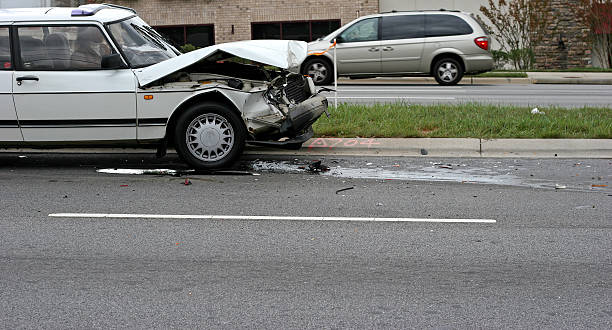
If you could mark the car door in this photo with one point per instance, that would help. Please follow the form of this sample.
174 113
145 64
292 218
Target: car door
359 48
403 40
61 91
9 128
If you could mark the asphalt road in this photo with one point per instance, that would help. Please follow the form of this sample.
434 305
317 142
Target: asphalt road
545 263
507 94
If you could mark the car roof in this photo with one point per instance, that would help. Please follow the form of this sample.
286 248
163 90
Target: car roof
425 11
101 13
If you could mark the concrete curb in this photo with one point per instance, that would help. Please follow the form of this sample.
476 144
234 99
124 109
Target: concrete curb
410 147
430 147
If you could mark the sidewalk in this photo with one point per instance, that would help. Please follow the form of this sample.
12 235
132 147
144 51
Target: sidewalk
580 78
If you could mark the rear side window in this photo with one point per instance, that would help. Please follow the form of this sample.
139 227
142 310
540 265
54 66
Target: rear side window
5 50
62 48
445 25
403 27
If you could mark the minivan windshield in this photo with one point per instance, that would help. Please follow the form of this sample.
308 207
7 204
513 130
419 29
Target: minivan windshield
142 45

++++++++

Copy out every line of all the items above word for word, leaving out the pictures.

◆ **Output of the task**
If you could mark the car door in this photo with one point per instance, that would help. Please follow the form of this sample.
174 113
145 64
292 218
Target: car door
359 48
403 40
61 91
9 128
If you could mark the asphalt road in this photo with one point per instance, that would help. Please follow the form of this sample.
434 305
317 142
Target: asphalt road
545 263
507 94
If you could mark the car roof in this photo with one point per instance, that would help. Please follow the form of this sample.
286 248
163 90
Target: car roof
425 11
101 13
If you could mark the concrete curb in this photo with one point per instance, that would help. Please follow the form of this sample.
476 144
234 99
124 109
Target: concrete curb
410 147
430 147
If you could mark the sidewalk in this photo with one point per instance, that would help. Please follow the form of this sample.
12 235
132 147
144 51
Target: sidewalk
580 78
If you could mark the rear side window in this photo with one point per instance, that would help. Please follow the form of this sample.
139 227
142 310
540 265
54 66
Target: rear side window
5 50
62 48
445 25
403 27
If you could mark the minivan windshield in this photo with one point per instance, that would help. Please follow the form of this sample.
308 207
7 204
513 130
419 29
Target: minivan windshield
142 45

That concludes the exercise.